### Selected extract
====
Organic semiconductors are exotic, carbon-based optoelectronic materials that are utilized in a broad spectrum of optoelectronic applications, stretching from organic light-emitting diodes to perovskite solar cells. They exhibit unique solid-state physical properties owing to the soft, van der Waals bonding between individual molecules. The presence of strong coupling between the electronic and structural dynamics gives rise to unique and fascinating phenomena in these molecular solids, such as a transient localization of the electronic states, but is also a performance-limiting factor for their charge transport and optoelectronic properties, such as carrier mobilities or excited-state lifetimes. Using a multiscale computational workflow, we aim to explore bulk charge transport parameters in organic semiconductors and procure molecule-specific quantitative predictions which would empower the prescreening of a diverse set of materials for the design of highly efficient optoelectronic devices.

Display and lighting technologies based on organic light-emitting diodes (OLEDs) have steadily increased in popularity, from the automotive industry to smartphones and televisions. Not only do they offer improved image quality via a greater contrast ratio when compared with the liquid crystal display technology, but the flexible and transparent possibilities of OLEDs make them an innovative choice in a competitive market. The performance of an OLED relies on an intricate balance between stability, efficiency, operational driving voltage, and color coordinates, with the aim of optimizing these parameters by employing an appropriate material design. Multiscale simulation techniques can aid with the rational design of these materials, to overcome existing shortcomings. For example, the obstacles surrounding blue OLEDs, in particular, the trade-off between stability and efficiency, while preserving blue emission.

One of the major advantages of using organic molecules is the possibility of manipulating chemical composition to target specific properties. However, when it comes to material design, it has been an expensive challenge for experimentalists to pre-screen potential candidates from a nearly infinite subset of organic compounds before synthesis. Therefore, to optimize design, a systematic approach that links chemical structure to macroscopic properties would be greatly beneficial. In this regard, exploring and screening a chemical space using high-throughput computing provides an alternative route. The strategy is to explore a diverse set of candidate structures through a layered, multiscale computational approach by understanding the structure-property relationship at each layer. The idea is to gain an intricate understanding of charge transport on a molecular level and insightful information on electronic functions. Subsequently, within a machine-learning framework, these results can be used to lead experimental studies building new organic materials to improve the overall performance of organic photovoltaic devices.

The accuracy of computational predictions is often governed by the employed atomistic model representing the underlying atomic interactions in the target compound. However, in many instances, the bottleneck has been the availability of sufficiently efficient interatomic potentials providing reliable energies and forces. Electronic structure methods can often accurately predict atomic interactions but are too computationally demanding to be applicable for large-scale systems. In contrast, empirical force fields are much faster to evaluate and can be used for large systems, but they often lack the accuracy needed for truly predictive simulations. The omnipresent issue of compromise between accuracy and speed can be solved by interatomic potentials developed by employing machine learning techniques. These potentials aim to provide the accuracy of electronic structure calculations at approximately the computational cost of force fields. Our objective is to build such machine-learning potential to perform material and reaction simulations which typically deal with slow chemical bond evolution in complex environments.

As global concerns about fossil-fuel depletion and greenhouse gas emissions continue to escalate, the demand for alternative energy from renewable and clean sources is rapidly increasing. The development of fuel cells and batteries may provide practical clean energy alternatives that can replace internal combustion engines in automobiles and also power personal electronics. However, despite decades of research, electrochemical energy conversion and storage technologies continue to lag behind fossil fuels in performance and cost. Fundamental problems that hinder the advancement in this area are primarily the lack of understanding of transport and catalytic mechanisms as well as the complexity of modeling chemical processes and dynamics at the interfaces between each component of electrochemical devices. Our goal is to develop computational tools based on multiscale theory to investigate and predict the behavior of complex systems that are relevant to renewable energy technologies. A key area of research is the study of proton and ion conduction mechanisms in electrolytes for batteries and fuel cells.
====
### Data section
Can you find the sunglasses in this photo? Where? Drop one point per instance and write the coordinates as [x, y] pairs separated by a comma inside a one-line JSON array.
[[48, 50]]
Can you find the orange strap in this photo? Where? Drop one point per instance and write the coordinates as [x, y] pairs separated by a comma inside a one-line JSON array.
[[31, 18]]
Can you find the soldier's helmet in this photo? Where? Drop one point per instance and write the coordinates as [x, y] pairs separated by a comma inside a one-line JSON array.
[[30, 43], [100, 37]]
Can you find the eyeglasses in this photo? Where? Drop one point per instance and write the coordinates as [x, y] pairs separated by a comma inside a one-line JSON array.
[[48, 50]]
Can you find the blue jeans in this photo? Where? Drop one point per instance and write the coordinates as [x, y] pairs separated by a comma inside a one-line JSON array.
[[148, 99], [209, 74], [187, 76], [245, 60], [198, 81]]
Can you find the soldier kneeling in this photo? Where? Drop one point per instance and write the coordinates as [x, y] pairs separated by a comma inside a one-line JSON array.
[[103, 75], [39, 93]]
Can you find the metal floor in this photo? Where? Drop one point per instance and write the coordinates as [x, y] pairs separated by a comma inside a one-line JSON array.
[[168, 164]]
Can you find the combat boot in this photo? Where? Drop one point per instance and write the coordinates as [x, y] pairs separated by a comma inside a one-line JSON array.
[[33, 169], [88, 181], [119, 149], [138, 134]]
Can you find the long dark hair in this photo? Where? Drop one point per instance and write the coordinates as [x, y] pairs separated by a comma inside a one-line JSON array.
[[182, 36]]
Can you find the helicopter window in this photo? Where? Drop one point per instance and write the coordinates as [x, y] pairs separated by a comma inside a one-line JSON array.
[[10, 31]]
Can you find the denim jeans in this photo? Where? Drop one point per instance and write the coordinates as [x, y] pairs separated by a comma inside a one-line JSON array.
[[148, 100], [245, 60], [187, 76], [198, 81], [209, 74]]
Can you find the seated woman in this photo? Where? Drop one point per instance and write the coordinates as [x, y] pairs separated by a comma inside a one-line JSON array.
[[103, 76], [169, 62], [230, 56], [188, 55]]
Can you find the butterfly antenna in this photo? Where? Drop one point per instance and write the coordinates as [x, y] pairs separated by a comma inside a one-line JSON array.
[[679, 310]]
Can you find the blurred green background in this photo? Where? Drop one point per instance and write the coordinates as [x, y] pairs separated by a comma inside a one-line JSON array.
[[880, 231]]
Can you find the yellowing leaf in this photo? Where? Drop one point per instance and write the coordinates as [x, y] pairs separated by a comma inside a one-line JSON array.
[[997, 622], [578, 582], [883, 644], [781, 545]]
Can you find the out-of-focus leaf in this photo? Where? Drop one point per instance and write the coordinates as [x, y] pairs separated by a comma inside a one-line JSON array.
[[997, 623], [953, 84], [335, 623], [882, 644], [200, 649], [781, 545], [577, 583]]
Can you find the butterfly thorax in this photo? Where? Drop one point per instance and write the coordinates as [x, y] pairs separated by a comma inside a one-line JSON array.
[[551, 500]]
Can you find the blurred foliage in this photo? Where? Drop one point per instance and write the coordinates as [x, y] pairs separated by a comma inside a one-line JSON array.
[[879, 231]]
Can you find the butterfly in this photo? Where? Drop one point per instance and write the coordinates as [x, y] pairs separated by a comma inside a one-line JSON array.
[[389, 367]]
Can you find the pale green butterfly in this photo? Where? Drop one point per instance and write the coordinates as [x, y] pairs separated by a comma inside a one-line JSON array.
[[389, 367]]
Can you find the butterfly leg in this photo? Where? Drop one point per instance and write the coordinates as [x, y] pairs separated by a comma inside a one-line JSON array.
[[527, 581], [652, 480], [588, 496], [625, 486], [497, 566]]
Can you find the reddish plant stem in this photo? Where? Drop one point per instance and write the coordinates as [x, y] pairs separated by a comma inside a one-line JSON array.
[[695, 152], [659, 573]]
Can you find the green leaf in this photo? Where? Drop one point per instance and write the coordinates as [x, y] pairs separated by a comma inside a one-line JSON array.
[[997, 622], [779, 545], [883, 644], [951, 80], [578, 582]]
====
### Exercise brief
What does the research overview name as a key area of study for renewable energy technologies? Answer using only the research overview, not the entries.

### Your solution
The study of proton and ion conduction mechanisms in electrolytes for batteries and fuel cells.